DOCUMENT PASSAGE below:

Realtime AI News
One LLM Rewrite Suffices: Automated Skill Description Optimization Cuts Agent Engineering Time by 32x
A new paper from Microsoft Research and collaborators proposes an automated pipeline for optimizing enterprise AI agent skill descriptions, achieving routing F1 scores close to manually tuned levels (79.2% vs 79.4%) while reducing per-skill engineering effort from 120 minutes to 3.8 minutes. Systematic ablation reveals that a single LLM rewrite using available false-positive and false-negative cases captures most of the improvement.
A new arXiv paper from Microsoft Research and collaborators, published July 1, tackles a practical bottleneck in enterprise AI agents: skill description optimization. As enterprise agents scale to dozens of specialized skills, overlapping natural language descriptions cause the routing LLM to misdirect user queries — a failure mode the authors term skill collision.
Traditionally, engineers manually tune each skill description to maintain routing accuracy, a process that becomes unsustainable as the number of skills grows. The team deployed an automated description optimization pipeline on a production enterprise group chat agent with 9 skills and 372 regression test cases.
The results show the pipeline matches human-level precision: auto-generated descriptions achieved an average F1 of 79.2%, compared to 79.4% for manually tuned descriptions — a difference of only -0.20%, well within the 0.78% multi-seed noise floor. Per-skill engineering effort dropped from 120 minutes to 3.8 minutes, a 32x speedup.

Systematic ablation studies on both the production system and ToolBench (16,000 tools) yielded a striking finding: a single LLM rewrite using any available false-positive and false-negative cases captures most of the achievable improvement. Other design choices — iteration budget, feedback signal composition, dual editing of confused pairs, and training set size — each affected final F1 by less than 0.5%.
The paper also identifies clear boundaries for the approach. Description optimization resolves collisions caused by overlapping descriptions but cannot fix cases where two skills have genuinely overlapping intended scopes. The authors propose a diagnostic signal — a large train-validation F1 gap — that flags these cases for architectural rather than text-level intervention.
For enterprises deploying AI agents at scale, the finding has immediate practical value: teams no longer need hours of manual fine-tuning per skill. A single LLM rewrite driven by a handful of routing failures achieves comparable accuracy, dramatically lowering the operational cost of maintaining agent routing quality as skill inventories grow.
Why it matters
This research dramatically lowers the engineering cost of enterprise AI agent routing optimization, reducing hours of manual tuning to a single LLM call with comparable accuracy.

End of DOCUMENT PASSAGE.
RECORDS below:

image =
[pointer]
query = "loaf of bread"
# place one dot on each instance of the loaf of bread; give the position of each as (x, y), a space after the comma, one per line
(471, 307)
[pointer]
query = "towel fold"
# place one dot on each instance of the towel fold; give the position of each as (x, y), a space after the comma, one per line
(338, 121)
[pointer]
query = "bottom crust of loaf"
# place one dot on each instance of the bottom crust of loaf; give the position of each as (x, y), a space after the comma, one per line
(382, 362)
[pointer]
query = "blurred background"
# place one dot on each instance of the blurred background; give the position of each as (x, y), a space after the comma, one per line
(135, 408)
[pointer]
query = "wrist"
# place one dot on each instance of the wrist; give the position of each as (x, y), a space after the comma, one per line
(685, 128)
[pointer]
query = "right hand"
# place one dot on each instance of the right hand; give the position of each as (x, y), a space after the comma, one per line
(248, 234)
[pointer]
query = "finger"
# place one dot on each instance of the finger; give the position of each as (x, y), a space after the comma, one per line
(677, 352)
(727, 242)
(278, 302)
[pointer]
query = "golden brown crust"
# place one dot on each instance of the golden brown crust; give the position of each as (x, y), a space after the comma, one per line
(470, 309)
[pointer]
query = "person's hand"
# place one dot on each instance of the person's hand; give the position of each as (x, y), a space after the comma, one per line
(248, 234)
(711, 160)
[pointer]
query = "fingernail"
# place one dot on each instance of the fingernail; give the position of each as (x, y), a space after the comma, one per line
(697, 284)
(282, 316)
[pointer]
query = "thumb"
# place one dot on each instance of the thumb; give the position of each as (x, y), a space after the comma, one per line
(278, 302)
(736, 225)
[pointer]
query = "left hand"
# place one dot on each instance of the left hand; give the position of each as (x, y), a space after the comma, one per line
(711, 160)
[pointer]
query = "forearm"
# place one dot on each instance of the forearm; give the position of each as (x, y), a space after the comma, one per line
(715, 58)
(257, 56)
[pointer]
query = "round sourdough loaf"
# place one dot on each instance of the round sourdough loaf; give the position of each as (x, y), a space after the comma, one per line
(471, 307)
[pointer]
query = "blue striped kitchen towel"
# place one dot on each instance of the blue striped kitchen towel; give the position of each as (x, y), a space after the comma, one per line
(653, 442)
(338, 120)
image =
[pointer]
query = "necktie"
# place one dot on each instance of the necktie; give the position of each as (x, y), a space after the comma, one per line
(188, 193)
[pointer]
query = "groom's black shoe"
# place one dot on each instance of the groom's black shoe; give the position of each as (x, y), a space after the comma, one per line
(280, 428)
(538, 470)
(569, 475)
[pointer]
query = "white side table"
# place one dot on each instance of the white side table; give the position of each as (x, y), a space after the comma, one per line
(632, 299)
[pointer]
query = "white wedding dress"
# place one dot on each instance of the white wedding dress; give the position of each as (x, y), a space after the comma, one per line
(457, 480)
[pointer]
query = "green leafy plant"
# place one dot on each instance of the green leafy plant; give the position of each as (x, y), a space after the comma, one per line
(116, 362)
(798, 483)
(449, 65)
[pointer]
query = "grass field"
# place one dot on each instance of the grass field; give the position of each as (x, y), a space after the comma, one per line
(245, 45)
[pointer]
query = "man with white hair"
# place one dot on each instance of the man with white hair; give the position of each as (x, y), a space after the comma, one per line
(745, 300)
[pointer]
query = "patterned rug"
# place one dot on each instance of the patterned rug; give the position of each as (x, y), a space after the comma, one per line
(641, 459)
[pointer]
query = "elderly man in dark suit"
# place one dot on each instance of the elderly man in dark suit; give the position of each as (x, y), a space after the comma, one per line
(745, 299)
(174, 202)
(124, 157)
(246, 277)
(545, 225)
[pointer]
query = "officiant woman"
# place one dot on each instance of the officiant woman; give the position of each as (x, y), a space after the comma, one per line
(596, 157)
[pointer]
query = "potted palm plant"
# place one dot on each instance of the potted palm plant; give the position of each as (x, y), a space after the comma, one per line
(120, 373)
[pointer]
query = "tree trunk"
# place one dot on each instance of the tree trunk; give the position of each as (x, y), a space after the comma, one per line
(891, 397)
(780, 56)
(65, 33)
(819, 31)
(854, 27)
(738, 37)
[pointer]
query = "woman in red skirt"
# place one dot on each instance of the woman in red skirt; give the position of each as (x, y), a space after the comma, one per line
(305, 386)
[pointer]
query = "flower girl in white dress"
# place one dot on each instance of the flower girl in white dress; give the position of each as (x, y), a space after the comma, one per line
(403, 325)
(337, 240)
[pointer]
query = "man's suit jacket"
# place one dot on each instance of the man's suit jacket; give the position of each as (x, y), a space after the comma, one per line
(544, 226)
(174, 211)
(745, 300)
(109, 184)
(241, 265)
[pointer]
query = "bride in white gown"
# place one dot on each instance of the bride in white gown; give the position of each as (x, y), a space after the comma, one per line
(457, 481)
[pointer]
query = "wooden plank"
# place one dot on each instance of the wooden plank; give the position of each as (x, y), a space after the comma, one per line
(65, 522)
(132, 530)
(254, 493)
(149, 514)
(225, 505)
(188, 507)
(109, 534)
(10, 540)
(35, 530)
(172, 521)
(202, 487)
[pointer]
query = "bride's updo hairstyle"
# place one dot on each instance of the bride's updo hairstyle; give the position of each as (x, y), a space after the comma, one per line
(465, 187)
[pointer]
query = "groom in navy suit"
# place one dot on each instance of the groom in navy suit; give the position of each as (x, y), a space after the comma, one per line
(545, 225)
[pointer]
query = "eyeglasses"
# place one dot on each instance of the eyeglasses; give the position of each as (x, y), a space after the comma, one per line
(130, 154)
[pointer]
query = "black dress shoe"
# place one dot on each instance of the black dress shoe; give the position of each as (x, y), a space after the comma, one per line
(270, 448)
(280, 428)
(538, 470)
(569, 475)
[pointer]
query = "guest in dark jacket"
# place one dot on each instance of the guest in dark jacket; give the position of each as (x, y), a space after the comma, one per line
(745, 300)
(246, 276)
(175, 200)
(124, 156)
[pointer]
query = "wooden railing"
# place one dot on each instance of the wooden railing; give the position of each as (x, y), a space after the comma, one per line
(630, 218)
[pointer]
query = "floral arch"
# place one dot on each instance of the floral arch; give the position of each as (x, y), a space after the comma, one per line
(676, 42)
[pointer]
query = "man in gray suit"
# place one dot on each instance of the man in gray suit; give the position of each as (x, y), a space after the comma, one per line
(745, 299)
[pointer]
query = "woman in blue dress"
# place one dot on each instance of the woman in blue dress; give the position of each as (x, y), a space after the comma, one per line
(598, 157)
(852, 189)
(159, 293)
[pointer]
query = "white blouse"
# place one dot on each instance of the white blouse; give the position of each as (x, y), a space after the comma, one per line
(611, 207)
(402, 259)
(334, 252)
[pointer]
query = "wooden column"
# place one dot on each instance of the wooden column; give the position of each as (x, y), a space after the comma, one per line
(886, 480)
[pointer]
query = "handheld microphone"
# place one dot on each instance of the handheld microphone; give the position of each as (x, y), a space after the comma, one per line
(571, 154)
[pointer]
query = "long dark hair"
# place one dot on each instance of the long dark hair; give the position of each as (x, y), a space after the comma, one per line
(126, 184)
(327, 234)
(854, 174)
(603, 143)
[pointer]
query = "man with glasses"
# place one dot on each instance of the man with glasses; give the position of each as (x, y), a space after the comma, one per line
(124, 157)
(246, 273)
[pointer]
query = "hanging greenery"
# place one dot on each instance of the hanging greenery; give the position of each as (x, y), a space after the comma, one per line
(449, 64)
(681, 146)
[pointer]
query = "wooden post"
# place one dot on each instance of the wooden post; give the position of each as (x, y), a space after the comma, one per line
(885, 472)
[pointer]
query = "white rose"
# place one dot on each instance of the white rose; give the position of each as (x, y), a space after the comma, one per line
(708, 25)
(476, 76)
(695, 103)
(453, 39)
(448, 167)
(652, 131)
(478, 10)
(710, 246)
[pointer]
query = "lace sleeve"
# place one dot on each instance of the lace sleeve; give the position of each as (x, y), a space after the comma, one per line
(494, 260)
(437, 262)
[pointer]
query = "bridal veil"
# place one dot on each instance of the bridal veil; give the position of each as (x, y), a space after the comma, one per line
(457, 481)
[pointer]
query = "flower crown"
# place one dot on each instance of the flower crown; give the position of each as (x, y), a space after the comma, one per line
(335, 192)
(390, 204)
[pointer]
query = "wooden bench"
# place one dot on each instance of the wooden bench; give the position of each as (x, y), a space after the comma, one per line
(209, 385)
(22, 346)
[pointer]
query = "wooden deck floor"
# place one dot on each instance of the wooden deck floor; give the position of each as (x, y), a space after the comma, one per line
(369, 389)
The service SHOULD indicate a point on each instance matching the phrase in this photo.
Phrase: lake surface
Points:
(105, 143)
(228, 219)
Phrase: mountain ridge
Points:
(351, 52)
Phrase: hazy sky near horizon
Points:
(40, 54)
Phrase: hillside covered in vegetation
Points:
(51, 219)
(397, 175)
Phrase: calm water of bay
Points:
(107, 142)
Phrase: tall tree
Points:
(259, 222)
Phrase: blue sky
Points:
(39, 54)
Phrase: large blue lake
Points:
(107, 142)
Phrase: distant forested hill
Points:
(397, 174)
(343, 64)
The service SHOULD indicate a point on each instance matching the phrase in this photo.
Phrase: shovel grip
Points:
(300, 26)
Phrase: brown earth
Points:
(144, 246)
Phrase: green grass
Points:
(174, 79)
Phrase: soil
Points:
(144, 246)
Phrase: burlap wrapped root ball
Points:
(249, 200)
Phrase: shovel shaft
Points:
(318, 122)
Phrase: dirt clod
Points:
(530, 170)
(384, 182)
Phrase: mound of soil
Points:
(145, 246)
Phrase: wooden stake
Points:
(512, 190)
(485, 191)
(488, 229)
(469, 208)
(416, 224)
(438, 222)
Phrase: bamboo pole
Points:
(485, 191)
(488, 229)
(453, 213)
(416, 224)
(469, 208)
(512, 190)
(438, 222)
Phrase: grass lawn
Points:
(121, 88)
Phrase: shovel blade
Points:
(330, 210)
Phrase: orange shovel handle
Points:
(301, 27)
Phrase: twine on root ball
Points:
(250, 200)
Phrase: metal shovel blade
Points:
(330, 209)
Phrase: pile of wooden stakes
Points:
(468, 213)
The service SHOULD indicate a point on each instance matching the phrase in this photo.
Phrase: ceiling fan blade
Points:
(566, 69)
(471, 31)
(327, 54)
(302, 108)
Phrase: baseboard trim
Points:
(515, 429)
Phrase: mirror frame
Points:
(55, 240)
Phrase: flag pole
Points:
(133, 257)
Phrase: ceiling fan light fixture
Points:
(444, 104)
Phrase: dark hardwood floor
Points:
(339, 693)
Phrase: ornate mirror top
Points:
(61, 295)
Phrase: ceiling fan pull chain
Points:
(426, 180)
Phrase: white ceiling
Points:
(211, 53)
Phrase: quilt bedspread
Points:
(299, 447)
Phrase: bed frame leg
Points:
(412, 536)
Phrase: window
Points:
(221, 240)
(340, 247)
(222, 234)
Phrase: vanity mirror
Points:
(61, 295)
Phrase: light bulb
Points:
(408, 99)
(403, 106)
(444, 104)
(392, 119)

End of RECORDS.

-- WHAT THIS EXERCISE ASKS --
**A)** In the article on skill description optimization, how many regression test cases did the production enterprise group chat agent have?
**B)** Output the part of the skill description optimization article between "Traditionally, engineers manually" and "a 32x speedup.", inclusive.

-- SOLUTIONS PER TASK --
**A)** 372

**B)**
Traditionally, engineers manually tune each skill description to maintain routing accuracy, a process that becomes unsustainable as the number of skills grows. The team deployed an automated description optimization pipeline on a production enterprise group chat agent with 9 skills and 372 regression test cases.
The results show the pipeline matches human-level precision: auto-generated descriptions achieved an average F1 of 79.2%, compared to 79.4% for manually tuned descriptions — a difference of only -0.20%, well within the 0.78% multi-seed noise floor. Per-skill engineering effort dropped from 120 minutes to 3.8 minutes, a 32x speedup.